# DATASET ROWS:
========
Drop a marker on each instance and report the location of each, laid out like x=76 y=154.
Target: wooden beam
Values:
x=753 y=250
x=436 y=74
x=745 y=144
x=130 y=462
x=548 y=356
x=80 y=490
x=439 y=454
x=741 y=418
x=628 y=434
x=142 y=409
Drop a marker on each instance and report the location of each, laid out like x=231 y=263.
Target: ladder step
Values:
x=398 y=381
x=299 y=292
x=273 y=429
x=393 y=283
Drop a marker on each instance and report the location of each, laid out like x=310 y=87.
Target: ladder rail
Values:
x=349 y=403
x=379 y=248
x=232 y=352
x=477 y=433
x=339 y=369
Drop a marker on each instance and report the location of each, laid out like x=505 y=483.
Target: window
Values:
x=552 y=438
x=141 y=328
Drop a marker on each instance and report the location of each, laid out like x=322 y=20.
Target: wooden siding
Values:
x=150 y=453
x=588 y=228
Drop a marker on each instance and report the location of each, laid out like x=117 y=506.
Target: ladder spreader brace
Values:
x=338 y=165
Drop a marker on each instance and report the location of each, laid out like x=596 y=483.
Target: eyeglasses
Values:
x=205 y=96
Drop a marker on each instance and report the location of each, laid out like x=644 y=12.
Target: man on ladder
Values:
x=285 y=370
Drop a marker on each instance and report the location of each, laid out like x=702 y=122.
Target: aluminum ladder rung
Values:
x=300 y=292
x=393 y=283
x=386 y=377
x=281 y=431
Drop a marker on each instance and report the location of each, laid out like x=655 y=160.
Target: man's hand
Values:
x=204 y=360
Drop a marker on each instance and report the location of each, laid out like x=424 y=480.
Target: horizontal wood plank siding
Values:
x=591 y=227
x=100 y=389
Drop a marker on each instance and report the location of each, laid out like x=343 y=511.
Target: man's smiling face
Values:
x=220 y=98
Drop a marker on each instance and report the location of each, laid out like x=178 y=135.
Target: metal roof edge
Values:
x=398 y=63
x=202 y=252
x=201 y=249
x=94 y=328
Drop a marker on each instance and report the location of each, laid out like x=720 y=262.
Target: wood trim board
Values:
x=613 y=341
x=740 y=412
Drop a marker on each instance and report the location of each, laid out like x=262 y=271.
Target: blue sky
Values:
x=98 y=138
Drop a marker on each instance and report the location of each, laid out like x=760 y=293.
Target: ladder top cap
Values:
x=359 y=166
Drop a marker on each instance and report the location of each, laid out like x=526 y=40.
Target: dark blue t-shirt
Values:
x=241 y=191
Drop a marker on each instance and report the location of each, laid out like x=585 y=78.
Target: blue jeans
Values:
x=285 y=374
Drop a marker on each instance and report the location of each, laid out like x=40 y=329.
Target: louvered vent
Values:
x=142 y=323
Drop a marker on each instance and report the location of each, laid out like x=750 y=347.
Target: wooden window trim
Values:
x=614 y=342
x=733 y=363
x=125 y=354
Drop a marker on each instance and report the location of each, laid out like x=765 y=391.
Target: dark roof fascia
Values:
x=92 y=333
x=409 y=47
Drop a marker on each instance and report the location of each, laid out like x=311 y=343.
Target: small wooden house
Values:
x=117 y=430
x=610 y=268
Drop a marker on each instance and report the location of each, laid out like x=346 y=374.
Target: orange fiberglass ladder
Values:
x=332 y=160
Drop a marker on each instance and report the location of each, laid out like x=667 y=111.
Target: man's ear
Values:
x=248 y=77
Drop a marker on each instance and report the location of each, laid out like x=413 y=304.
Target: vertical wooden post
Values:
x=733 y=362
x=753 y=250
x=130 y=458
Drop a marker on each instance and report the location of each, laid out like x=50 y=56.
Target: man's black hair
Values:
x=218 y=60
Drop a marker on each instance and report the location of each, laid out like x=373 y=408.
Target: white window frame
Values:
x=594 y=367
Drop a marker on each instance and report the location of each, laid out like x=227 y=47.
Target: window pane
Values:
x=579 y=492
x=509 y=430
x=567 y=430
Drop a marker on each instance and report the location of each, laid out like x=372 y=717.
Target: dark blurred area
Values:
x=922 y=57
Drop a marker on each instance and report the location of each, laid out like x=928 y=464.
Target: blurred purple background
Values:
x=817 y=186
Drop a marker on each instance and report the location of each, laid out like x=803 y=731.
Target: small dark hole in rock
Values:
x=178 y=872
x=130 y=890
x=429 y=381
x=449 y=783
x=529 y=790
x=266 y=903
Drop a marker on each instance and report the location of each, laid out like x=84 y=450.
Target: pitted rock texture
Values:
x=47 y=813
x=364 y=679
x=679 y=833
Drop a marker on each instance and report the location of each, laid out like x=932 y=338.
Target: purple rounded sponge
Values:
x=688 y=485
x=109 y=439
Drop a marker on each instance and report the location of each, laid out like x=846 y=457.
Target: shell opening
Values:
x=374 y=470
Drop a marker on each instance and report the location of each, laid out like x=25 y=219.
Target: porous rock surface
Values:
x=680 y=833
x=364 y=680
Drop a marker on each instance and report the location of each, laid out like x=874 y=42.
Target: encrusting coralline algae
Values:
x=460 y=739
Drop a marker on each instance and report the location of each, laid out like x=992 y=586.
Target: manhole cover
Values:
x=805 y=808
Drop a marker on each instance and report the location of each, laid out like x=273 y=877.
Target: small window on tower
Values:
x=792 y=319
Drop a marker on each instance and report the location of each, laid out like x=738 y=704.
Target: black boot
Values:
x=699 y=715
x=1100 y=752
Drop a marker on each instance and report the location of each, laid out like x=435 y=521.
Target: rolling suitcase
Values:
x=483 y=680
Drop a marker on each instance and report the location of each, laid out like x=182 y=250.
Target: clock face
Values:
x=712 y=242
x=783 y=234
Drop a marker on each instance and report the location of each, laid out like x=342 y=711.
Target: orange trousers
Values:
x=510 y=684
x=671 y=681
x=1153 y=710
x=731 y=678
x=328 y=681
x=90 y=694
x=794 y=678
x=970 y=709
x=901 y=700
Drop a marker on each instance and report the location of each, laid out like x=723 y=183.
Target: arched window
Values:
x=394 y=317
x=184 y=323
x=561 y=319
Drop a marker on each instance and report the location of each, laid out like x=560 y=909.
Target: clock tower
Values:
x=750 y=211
========
Copy every entry above with "laid out like" swapped for "formatted as" at each occurrence, changing nothing else.

# WORKED SOLUTION:
Drop a marker on each instance and report the location of each, formatted as x=76 y=154.
Target: wooden beam
Values:
x=753 y=250
x=436 y=74
x=745 y=144
x=130 y=462
x=548 y=356
x=80 y=490
x=439 y=454
x=741 y=418
x=628 y=434
x=142 y=409
Drop a marker on each instance and report the location of each, formatted as x=231 y=263.
Target: ladder step
Values:
x=398 y=381
x=299 y=292
x=273 y=429
x=393 y=283
Drop a marker on each instance and report the location of each, formatted as x=310 y=87.
Target: ladder rail
Values:
x=349 y=403
x=379 y=248
x=232 y=352
x=477 y=433
x=339 y=369
Drop a marker on each instance and report the location of each, formatted as x=505 y=483.
Target: window
Values:
x=552 y=438
x=141 y=328
Drop a marker on each instance and report the location of each, formatted as x=322 y=20.
Target: wooden siding
Values:
x=150 y=453
x=588 y=228
Drop a marker on each instance and report the location of each, formatted as x=117 y=506.
Target: ladder spreader brace
Values:
x=338 y=165
Drop a marker on each instance and report the location of each, formatted as x=596 y=483.
Target: eyeglasses
Values:
x=205 y=96
Drop a marker on each instance and report the location of each, formatted as x=644 y=12.
Target: man on ladder
Values:
x=285 y=370
Drop a marker on each instance and report the location of each, formatted as x=702 y=122.
Target: aluminum ladder rung
Values:
x=300 y=292
x=393 y=283
x=386 y=377
x=281 y=431
Drop a marker on each instance and report the location of each, formatted as x=655 y=160.
Target: man's hand
Values:
x=204 y=360
Drop a marker on each instance and report the location of each, formatted as x=424 y=480.
Target: horizontal wood plank siding
Values:
x=591 y=227
x=100 y=389
Drop a marker on each instance and report the location of each, formatted as x=343 y=511.
Target: man's smiling face
Values:
x=220 y=98
Drop a marker on each instance and report the location of each, formatted as x=178 y=135.
Target: metal roof edge
Values:
x=398 y=63
x=202 y=252
x=201 y=249
x=94 y=328
Drop a marker on each instance and report the location of each, formatted as x=720 y=262.
Target: wood trim board
Values:
x=613 y=341
x=740 y=412
Drop a marker on each instance and report the location of each, formatted as x=262 y=271.
Target: blue sky
Values:
x=98 y=138
Drop a marker on each instance and report the location of each, formatted as x=760 y=293.
Target: ladder top cap
Values:
x=359 y=166
Drop a marker on each instance and report the location of each, formatted as x=526 y=40.
Target: dark blue t-shirt
Values:
x=241 y=191
Drop a marker on each instance and report the location of each, formatted as x=585 y=78.
Target: blue jeans
Values:
x=285 y=374
Drop a marker on each instance and report the location of each, formatted as x=40 y=329.
Target: louvered vent
Values:
x=142 y=323
Drop a marker on each instance and report the location of each, formatted as x=750 y=347.
Target: wooden window trim
Values:
x=614 y=342
x=733 y=363
x=125 y=354
Drop a marker on each instance and report the location of each, formatted as x=765 y=391.
Target: dark roof fascia
Values:
x=92 y=333
x=409 y=47
Drop a marker on each instance and report the location of each, formatted as x=311 y=343.
Target: small wooden house
Values:
x=117 y=430
x=610 y=268
Drop a marker on each instance and report the location of each, formatted as x=346 y=374.
Target: orange fiberglass ladder
Values:
x=332 y=160
Drop a marker on each instance and report the location of each, formatted as x=667 y=111.
Target: man's ear
Values:
x=248 y=77
Drop a marker on each instance and report the location of each, formatted as x=413 y=304.
Target: vertical wooden post
Values:
x=733 y=362
x=753 y=250
x=130 y=458
Drop a marker on each instance and report the location of each, formatted as x=50 y=56.
Target: man's black hair
Values:
x=218 y=60
Drop a marker on each instance and report the location of each, formatted as x=373 y=408.
Target: white window frame
Values:
x=594 y=367
Drop a marker on each instance and report the location of each, formatted as x=227 y=47.
Target: window pane
Values:
x=579 y=492
x=509 y=430
x=567 y=430
Drop a marker on each instance and report the location of each, formatted as x=372 y=717.
Target: dark blurred area
Values:
x=922 y=57
Drop a marker on each instance and report the location of each, formatted as x=928 y=464.
Target: blurred purple background
Values:
x=817 y=186
Drop a marker on each instance and report the location of each, formatted as x=803 y=731.
Target: small dark hole in rock
Values:
x=178 y=872
x=130 y=890
x=429 y=381
x=449 y=783
x=529 y=790
x=266 y=903
Drop a marker on each instance and report the location of each, formatted as x=84 y=450.
Target: pitted rock texture
Values:
x=47 y=813
x=364 y=679
x=679 y=833
Drop a marker on each instance and report the location of each, formatted as x=932 y=338.
Target: purple rounded sponge
Values:
x=688 y=485
x=109 y=439
Drop a marker on each instance and report the location of each, formatted as x=846 y=457.
Target: shell opening
Values:
x=374 y=470
Drop a marker on each instance and report the location of each, formatted as x=25 y=219.
Target: porous rock surface
Values:
x=680 y=833
x=364 y=680
Drop a marker on each instance and report the location of each, formatted as x=874 y=42.
Target: encrusting coralline algae
Values:
x=460 y=739
Drop a marker on each instance and report the location of each, formatted as x=992 y=586.
Target: manhole cover
Values:
x=805 y=808
Drop a marker on each instance and report the location of each, formatted as x=273 y=877.
Target: small window on tower
Values:
x=792 y=319
Drop a marker on each instance and report the location of each, formatted as x=738 y=704.
Target: black boot
Values:
x=699 y=715
x=1100 y=752
Drop a marker on each instance and report the location of each, formatted as x=435 y=521.
Target: rolling suitcase
Values:
x=483 y=680
Drop a marker on each instance and report the location of each, formatted as x=182 y=250.
Target: clock face
Values:
x=712 y=242
x=783 y=234
Drop a marker on each instance and report the location of each, formatted as x=342 y=711.
Target: orange trousers
Values:
x=510 y=684
x=671 y=681
x=1153 y=710
x=731 y=678
x=328 y=681
x=90 y=694
x=794 y=678
x=970 y=709
x=901 y=700
Drop a marker on each instance and report the location of each, formatted as x=723 y=183.
Target: arched window
Values:
x=394 y=317
x=184 y=323
x=561 y=319
Drop a marker on each instance and report the location of each, formatted as x=560 y=909.
Target: clock tower
Values:
x=750 y=211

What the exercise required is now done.